== Information shown

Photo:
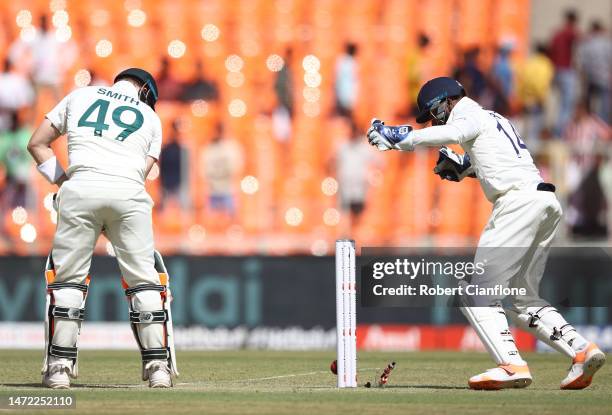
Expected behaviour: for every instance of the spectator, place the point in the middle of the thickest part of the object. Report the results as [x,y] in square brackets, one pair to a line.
[418,70]
[353,160]
[200,87]
[16,93]
[534,79]
[595,61]
[347,82]
[561,53]
[501,80]
[283,88]
[470,75]
[588,137]
[169,87]
[171,165]
[222,161]
[17,161]
[51,58]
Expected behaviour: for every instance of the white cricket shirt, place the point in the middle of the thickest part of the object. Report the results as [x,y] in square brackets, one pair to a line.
[500,159]
[110,132]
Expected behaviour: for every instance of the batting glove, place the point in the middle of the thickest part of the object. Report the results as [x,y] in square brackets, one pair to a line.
[385,137]
[452,166]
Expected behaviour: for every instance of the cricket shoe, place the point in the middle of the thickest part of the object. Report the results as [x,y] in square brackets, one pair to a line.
[502,377]
[57,376]
[584,366]
[158,374]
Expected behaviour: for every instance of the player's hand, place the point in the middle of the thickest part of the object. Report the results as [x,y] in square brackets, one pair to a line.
[385,137]
[452,166]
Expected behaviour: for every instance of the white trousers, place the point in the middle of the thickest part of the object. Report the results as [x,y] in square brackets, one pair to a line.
[514,247]
[123,211]
[516,242]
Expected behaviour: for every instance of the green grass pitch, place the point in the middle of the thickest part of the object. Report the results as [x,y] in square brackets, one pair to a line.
[264,382]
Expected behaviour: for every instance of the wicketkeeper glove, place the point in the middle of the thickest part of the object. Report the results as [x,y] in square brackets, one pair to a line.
[385,137]
[452,166]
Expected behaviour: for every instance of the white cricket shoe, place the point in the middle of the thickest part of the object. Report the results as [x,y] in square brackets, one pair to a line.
[501,377]
[158,373]
[584,366]
[57,376]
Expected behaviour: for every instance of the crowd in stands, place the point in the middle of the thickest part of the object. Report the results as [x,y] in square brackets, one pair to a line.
[273,159]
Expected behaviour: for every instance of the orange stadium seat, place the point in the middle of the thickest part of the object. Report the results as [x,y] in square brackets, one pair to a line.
[286,174]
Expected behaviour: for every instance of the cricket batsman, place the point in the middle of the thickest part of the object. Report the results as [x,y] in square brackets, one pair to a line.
[114,139]
[517,237]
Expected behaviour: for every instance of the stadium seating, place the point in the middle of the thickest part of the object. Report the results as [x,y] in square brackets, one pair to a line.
[417,207]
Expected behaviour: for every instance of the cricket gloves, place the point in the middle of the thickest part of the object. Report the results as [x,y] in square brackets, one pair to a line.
[452,166]
[385,137]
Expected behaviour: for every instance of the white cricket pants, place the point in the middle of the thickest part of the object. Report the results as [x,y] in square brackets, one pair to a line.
[516,242]
[123,210]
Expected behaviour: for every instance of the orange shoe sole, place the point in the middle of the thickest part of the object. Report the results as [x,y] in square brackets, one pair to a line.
[592,366]
[500,384]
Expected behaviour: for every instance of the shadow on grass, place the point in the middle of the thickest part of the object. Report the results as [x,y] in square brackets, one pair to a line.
[73,386]
[440,387]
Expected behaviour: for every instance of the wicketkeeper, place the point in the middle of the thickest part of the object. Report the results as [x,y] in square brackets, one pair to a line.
[515,241]
[114,139]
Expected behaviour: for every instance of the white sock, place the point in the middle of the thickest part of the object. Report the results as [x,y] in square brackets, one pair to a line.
[566,331]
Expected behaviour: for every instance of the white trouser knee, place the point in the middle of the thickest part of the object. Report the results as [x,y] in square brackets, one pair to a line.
[492,327]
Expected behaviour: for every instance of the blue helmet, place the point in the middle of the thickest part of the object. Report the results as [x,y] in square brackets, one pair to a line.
[433,94]
[148,93]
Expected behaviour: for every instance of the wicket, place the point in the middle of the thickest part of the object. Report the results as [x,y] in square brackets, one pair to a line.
[346,315]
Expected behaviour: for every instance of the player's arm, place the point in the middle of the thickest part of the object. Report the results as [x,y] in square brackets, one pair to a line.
[149,162]
[154,148]
[452,166]
[39,147]
[405,138]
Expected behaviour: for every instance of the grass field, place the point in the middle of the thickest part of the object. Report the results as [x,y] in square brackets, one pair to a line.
[261,382]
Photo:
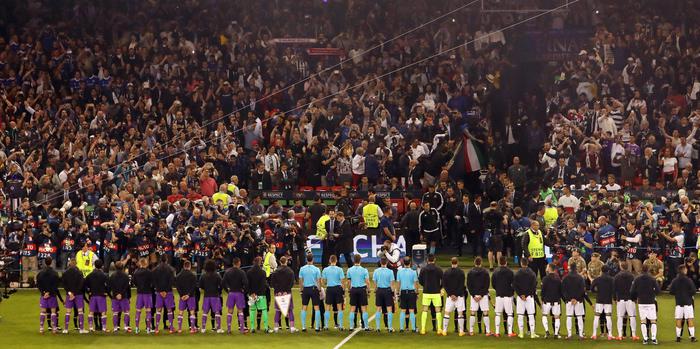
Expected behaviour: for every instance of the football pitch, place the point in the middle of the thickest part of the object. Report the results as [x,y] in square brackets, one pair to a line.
[20,323]
[19,328]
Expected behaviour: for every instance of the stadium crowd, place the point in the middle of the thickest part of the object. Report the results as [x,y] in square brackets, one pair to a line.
[155,145]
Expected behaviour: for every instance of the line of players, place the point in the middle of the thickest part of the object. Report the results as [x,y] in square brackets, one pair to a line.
[332,284]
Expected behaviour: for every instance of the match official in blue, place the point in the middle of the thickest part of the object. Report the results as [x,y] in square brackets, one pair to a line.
[408,284]
[384,283]
[332,279]
[358,277]
[310,281]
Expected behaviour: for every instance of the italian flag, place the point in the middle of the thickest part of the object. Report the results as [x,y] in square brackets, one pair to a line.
[467,156]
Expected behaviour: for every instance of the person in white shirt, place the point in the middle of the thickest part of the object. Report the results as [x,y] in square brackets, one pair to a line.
[570,202]
[683,152]
[612,186]
[617,151]
[358,165]
[549,156]
[607,124]
[392,253]
[417,150]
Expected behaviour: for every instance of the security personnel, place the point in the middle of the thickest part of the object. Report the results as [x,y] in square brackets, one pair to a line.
[434,198]
[371,213]
[533,249]
[85,260]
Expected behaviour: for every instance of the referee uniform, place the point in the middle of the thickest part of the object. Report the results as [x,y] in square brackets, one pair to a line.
[430,278]
[333,276]
[309,276]
[407,278]
[359,278]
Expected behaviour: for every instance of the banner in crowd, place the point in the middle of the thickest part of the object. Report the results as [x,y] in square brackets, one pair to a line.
[329,194]
[325,51]
[294,41]
[367,246]
[554,45]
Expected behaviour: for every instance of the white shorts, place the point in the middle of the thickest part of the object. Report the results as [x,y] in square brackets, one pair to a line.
[574,310]
[603,308]
[504,304]
[684,312]
[551,309]
[451,305]
[625,308]
[647,312]
[482,304]
[527,305]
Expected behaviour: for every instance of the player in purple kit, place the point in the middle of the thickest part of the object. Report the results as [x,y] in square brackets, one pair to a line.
[96,287]
[143,280]
[186,283]
[46,282]
[210,282]
[120,292]
[73,284]
[163,282]
[235,283]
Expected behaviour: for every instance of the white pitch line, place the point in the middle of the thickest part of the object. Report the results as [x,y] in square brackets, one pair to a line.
[354,332]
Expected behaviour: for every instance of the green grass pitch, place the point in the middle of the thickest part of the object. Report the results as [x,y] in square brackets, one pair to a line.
[20,323]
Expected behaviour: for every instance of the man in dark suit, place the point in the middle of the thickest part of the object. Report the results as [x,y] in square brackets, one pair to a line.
[415,173]
[260,179]
[331,226]
[561,171]
[285,180]
[576,175]
[476,226]
[343,235]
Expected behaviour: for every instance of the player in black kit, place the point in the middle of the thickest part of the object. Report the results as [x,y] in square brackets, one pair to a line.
[683,288]
[551,297]
[604,286]
[622,283]
[502,282]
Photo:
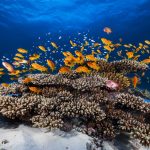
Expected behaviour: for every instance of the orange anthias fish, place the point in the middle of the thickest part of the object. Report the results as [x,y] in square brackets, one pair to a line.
[105,41]
[27,80]
[67,54]
[51,64]
[147,42]
[96,44]
[21,50]
[34,89]
[130,54]
[91,58]
[39,67]
[108,48]
[107,56]
[93,65]
[70,61]
[1,69]
[146,61]
[82,69]
[135,81]
[54,45]
[4,84]
[73,44]
[15,73]
[2,73]
[8,66]
[42,48]
[19,55]
[63,70]
[107,30]
[34,57]
[17,58]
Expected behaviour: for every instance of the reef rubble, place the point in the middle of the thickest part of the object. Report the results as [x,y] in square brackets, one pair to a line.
[78,100]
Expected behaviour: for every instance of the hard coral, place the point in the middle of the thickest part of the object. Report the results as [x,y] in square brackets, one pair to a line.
[90,99]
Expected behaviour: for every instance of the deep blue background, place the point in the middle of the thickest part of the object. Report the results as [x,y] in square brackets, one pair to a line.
[23,21]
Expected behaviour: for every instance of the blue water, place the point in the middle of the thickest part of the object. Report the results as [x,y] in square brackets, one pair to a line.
[22,22]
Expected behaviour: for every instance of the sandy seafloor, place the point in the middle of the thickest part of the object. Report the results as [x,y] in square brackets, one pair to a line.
[23,137]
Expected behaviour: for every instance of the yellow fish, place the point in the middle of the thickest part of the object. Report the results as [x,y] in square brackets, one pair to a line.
[93,65]
[51,64]
[34,89]
[130,54]
[19,55]
[82,69]
[54,45]
[34,57]
[21,50]
[73,44]
[39,67]
[105,41]
[91,58]
[63,70]
[42,48]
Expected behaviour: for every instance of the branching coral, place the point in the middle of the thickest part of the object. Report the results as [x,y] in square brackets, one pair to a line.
[64,98]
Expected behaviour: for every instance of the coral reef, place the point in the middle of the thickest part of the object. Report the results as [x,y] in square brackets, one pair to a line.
[73,100]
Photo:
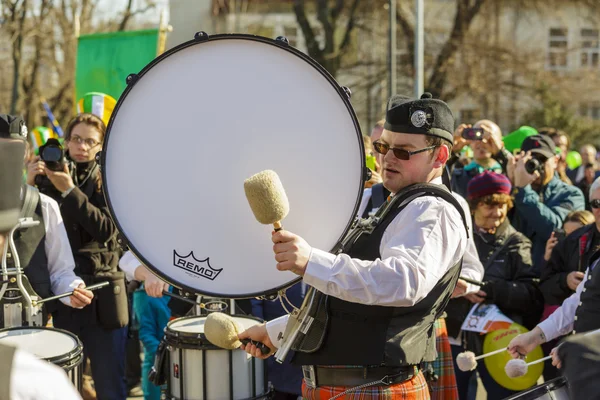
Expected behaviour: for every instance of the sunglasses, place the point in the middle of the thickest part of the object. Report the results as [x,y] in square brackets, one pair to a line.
[400,154]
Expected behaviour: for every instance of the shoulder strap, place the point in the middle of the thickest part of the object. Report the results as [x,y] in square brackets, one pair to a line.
[7,354]
[378,196]
[30,201]
[428,189]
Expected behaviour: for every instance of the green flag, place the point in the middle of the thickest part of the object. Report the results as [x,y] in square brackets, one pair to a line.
[105,59]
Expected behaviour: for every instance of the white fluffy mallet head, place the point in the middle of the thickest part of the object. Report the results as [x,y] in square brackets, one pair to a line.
[515,368]
[466,361]
[222,330]
[267,198]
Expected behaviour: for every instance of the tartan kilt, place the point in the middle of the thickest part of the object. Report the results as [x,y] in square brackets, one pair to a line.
[413,389]
[445,387]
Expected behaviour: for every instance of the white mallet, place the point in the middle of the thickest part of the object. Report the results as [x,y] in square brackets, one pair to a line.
[467,361]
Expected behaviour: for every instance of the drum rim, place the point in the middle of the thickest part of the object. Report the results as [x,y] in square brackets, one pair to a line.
[58,359]
[203,39]
[184,339]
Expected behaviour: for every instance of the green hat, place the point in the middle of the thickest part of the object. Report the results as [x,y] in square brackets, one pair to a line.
[514,140]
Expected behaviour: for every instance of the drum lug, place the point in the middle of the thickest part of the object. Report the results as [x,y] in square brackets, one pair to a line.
[201,36]
[348,92]
[131,79]
[282,40]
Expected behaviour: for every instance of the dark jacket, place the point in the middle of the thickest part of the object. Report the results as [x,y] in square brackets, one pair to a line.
[565,259]
[536,215]
[510,275]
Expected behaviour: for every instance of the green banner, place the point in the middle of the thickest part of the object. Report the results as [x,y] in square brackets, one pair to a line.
[105,59]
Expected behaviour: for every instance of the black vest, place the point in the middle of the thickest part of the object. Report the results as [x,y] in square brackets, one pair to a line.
[587,315]
[30,244]
[359,334]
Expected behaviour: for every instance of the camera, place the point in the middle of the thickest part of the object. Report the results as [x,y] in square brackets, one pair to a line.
[534,165]
[472,133]
[53,155]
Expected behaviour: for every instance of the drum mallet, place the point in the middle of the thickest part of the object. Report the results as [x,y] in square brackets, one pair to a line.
[222,331]
[267,198]
[60,296]
[467,361]
[518,367]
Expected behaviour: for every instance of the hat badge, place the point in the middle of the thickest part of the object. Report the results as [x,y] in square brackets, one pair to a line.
[418,118]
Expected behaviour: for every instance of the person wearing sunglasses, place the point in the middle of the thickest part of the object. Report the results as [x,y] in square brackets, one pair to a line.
[578,313]
[387,288]
[542,201]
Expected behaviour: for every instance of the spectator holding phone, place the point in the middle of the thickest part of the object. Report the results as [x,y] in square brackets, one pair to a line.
[489,154]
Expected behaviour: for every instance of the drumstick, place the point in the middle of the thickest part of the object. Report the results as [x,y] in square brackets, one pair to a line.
[60,296]
[466,361]
[267,198]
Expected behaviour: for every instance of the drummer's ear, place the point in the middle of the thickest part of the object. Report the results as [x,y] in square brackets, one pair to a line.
[442,156]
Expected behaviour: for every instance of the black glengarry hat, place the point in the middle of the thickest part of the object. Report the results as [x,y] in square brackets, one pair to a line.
[425,116]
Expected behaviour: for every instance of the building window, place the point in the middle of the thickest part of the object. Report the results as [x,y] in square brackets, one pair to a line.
[590,110]
[557,48]
[590,49]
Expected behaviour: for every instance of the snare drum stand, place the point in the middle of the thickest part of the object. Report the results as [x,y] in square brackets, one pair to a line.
[13,310]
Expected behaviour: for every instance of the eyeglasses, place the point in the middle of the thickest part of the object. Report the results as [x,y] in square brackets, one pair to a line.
[400,154]
[90,143]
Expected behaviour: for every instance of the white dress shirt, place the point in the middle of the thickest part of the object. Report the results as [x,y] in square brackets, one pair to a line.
[35,379]
[417,248]
[560,322]
[61,264]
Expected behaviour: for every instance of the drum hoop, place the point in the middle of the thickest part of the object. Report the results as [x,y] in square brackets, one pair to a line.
[195,341]
[61,358]
[225,36]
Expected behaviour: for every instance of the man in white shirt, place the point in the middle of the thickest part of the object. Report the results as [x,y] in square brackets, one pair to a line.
[383,296]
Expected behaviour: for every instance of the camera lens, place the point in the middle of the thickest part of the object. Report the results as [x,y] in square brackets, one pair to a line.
[52,154]
[532,165]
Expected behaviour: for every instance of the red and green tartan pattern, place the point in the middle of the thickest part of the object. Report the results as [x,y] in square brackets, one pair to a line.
[445,387]
[413,389]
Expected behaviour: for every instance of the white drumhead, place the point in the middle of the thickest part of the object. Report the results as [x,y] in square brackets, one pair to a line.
[43,343]
[196,324]
[196,124]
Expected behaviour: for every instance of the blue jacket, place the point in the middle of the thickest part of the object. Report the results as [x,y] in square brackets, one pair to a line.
[538,214]
[285,377]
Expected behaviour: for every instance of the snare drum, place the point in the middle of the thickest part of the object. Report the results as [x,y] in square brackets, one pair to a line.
[199,370]
[57,346]
[199,120]
[556,389]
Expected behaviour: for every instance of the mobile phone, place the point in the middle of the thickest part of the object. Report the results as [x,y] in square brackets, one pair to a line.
[473,133]
[370,160]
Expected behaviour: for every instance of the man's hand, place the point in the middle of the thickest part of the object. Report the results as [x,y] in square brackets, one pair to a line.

====

Beginning at the line containing "Expected behaviour: for every instance of the camera lens, place", repeat each line exactly through the last line of the entries, and include no other lines.

Expected behaviour: for every instance of the camera lens, place the point in the middle of the thickest part of the object. Report the results as [x,y] in square brackets, one pair to a line.
[52,154]
[532,165]
Expected behaviour: for every instance of the red and green tartan pattern, place the point in the middle of the thickest part of the object. Report the results as [x,y] in square brackets, one pair to a line.
[445,387]
[413,389]
Expected behaviour: for every instance of the white drumhead, place the point in the middle of the thickest part of the object. Report the results as [x,y] in square brackets, one pair to a line.
[43,343]
[196,324]
[196,124]
Expected behaviour: for every instance of the blue jacket, place the point in the middle of the thickest part of the object. Report the results as [x,y] in square brackets, one pair to a line.
[538,214]
[285,377]
Expected behaviour: for every instance of the snare drum, place the point in the middle of the thickest part of the object. Report the results as [x,y] in square brackets, one pair to a line.
[199,370]
[57,346]
[199,120]
[556,389]
Expected behaviour: for every instance of the mobile phone, place the point in the middle of the thickest part of the object. Report the results as [x,y] in square brackets, one pair to a line.
[473,133]
[370,160]
Expected behaviour: for every instance of the man's hand, place the point in the middle of the thickest part of the object. Report the results as [x,y] in square brackets, one pair to a line.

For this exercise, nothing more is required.